▶ _Written task A_
List every calendar year named in the Red Sox piece, giving each year once in the order it first appears.
▶ _Written task B_
Decide whether each statement agrees with the Red Sox piece, answering yes or no and quoting the deciding words: (i) The writer clearly remembers the 1975 season. (ii) The 1986 run was the writer's first pennant chase. (iii) The writer says the 1986 season ended well.

▶ _Source extract_
If the 2013 Boston Red Sox could find a clown car to share, you know they would. After watching this team play for close to six months, it’s obvious they like each other. That’s one of the reasons we love them.

I haven’t had this much fun watching a Red Sox season unfold since 1986. We all know that season ended badly. Twenty-seven years later, I’m convinced Mookie Wilson, Bill Buckner and everything that happened in the bottom of the 10th inning of Game 6 of the ’86 World Series stunted my growth.

But the journey to that miserable October inning was a blast. I was too young to remember 1975, and my memories of the 1978 collapse are fragments. The ’86 run, though, was my first pennant chase, and it was glorious. One of the things that made it great was, it was a complete surprise, like this season.

(Stored items)
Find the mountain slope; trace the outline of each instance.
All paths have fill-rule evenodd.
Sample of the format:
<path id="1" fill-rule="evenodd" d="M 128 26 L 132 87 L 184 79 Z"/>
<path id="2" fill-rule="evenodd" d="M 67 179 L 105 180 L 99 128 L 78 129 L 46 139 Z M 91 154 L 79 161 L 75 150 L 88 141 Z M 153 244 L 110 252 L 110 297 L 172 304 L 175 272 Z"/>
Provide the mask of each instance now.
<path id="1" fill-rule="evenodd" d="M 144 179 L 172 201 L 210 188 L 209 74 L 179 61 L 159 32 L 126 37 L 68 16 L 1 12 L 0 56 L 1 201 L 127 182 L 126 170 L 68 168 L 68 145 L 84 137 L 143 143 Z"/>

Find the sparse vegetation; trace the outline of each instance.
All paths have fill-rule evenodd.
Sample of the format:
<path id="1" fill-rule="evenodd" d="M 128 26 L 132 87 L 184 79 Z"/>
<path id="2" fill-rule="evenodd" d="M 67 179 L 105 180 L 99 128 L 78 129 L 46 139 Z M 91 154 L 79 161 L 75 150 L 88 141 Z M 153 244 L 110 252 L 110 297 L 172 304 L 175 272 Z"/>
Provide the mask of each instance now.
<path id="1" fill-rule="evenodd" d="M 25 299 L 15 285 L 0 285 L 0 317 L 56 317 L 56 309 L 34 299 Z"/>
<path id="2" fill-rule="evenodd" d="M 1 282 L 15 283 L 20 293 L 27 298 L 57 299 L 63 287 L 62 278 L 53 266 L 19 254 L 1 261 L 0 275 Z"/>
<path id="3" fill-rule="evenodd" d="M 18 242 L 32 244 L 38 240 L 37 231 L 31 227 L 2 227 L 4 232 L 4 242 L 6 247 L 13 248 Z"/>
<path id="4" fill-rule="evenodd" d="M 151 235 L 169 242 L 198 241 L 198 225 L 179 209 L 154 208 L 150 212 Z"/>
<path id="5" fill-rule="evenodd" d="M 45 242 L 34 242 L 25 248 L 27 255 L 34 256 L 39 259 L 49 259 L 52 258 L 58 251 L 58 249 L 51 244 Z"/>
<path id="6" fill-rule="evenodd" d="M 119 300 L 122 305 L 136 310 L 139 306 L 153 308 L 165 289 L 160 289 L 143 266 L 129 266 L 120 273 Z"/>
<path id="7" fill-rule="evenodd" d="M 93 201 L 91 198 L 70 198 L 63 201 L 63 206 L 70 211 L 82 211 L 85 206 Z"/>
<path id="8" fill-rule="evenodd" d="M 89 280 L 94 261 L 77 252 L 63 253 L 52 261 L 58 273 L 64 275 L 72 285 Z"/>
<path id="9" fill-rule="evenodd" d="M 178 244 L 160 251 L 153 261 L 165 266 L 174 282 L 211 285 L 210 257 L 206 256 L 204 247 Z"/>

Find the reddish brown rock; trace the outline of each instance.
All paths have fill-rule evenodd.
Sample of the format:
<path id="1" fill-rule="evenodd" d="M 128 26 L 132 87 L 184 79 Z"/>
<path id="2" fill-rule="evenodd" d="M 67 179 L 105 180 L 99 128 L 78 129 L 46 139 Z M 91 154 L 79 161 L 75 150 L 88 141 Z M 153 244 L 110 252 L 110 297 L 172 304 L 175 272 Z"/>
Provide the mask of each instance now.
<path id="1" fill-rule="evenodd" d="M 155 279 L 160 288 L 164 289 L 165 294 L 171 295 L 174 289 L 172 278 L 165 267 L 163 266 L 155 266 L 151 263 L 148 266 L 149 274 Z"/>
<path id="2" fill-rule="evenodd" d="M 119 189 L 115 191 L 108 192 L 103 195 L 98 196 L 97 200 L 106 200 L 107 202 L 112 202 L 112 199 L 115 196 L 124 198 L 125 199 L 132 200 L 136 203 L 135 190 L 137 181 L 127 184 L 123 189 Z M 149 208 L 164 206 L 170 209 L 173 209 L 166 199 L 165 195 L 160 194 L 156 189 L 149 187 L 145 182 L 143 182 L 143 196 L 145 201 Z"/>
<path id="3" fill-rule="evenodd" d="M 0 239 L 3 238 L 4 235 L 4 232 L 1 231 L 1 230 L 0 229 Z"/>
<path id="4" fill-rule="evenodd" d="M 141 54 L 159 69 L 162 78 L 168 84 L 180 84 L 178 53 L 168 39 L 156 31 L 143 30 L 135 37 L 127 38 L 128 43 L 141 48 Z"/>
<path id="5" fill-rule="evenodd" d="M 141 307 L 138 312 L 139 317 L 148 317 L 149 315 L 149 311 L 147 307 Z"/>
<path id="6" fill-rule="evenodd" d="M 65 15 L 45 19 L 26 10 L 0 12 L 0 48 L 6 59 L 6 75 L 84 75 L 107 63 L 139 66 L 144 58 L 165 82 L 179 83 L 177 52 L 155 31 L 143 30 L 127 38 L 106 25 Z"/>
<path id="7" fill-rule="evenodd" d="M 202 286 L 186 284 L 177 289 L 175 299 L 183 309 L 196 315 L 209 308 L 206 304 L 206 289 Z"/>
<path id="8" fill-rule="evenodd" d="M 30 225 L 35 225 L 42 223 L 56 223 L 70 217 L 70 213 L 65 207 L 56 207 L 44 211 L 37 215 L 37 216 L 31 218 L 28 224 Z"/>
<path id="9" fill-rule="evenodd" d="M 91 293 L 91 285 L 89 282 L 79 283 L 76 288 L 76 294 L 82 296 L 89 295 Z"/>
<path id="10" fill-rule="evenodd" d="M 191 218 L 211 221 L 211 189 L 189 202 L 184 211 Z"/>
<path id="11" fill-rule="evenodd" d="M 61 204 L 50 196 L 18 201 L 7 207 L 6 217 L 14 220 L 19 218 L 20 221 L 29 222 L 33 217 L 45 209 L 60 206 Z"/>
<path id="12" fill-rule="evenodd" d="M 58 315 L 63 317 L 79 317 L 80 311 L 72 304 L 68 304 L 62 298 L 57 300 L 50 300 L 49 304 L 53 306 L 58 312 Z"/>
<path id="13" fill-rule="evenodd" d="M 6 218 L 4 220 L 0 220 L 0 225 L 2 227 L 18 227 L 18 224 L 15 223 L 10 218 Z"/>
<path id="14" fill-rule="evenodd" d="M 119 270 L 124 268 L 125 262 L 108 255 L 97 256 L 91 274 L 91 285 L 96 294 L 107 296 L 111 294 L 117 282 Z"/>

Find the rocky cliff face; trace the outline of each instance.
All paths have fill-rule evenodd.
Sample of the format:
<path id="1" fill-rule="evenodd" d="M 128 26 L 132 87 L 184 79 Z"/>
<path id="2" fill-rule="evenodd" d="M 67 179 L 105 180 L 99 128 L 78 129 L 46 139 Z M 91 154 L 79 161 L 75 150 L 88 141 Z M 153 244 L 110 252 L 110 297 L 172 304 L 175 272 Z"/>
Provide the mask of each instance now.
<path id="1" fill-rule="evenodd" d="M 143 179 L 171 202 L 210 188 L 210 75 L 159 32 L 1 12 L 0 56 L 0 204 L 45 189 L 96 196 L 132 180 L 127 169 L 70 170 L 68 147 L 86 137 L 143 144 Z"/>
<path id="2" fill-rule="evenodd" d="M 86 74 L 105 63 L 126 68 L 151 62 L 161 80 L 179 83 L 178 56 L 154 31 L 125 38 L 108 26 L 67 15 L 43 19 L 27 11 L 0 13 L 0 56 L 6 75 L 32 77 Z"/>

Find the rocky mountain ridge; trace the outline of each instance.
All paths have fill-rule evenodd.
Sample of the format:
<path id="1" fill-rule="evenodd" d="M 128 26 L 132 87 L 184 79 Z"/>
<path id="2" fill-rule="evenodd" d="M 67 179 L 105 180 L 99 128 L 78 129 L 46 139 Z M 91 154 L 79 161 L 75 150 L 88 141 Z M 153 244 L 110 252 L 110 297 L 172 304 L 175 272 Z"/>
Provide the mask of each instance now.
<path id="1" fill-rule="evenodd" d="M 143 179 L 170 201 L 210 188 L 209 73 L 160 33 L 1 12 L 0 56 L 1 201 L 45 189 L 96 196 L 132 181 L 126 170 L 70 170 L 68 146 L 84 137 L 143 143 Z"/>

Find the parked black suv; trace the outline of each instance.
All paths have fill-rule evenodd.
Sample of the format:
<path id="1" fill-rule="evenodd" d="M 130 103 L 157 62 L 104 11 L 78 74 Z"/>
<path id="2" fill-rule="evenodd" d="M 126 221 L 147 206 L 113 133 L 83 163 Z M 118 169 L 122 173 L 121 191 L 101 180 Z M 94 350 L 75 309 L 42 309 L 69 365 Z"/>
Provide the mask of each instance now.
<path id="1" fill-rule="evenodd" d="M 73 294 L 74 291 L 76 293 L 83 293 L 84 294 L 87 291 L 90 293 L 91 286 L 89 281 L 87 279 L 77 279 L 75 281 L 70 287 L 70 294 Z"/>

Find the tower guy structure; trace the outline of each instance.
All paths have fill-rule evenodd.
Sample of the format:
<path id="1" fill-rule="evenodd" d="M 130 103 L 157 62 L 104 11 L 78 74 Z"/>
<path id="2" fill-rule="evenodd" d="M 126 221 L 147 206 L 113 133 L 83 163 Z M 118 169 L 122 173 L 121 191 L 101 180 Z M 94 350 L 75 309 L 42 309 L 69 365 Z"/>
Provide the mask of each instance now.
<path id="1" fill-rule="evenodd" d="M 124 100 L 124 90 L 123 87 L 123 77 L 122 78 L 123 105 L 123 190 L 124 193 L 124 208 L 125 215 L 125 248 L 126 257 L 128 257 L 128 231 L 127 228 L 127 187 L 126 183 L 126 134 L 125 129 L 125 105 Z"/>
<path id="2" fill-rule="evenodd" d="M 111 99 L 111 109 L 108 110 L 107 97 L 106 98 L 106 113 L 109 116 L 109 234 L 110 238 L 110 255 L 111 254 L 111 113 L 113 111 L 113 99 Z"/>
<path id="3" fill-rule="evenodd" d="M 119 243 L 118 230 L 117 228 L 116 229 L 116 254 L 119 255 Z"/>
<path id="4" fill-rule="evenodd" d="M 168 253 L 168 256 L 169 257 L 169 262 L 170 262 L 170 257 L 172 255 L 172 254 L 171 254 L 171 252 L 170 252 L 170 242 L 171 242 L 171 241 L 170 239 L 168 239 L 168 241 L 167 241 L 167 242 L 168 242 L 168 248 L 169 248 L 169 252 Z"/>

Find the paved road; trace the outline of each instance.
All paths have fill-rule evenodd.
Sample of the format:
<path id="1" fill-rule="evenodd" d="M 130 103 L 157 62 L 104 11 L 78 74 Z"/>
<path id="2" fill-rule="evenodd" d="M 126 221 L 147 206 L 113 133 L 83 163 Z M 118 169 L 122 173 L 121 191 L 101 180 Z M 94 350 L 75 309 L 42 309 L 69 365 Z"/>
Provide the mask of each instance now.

▶ _Result A_
2013, 1986, 1975, 1978

▶ _Result B_
(i) No: "I was too young to remember 1975"
(ii) Yes: "The ’86 run, though, was my first pennant chase"
(iii) No: "We all know that season ended badly."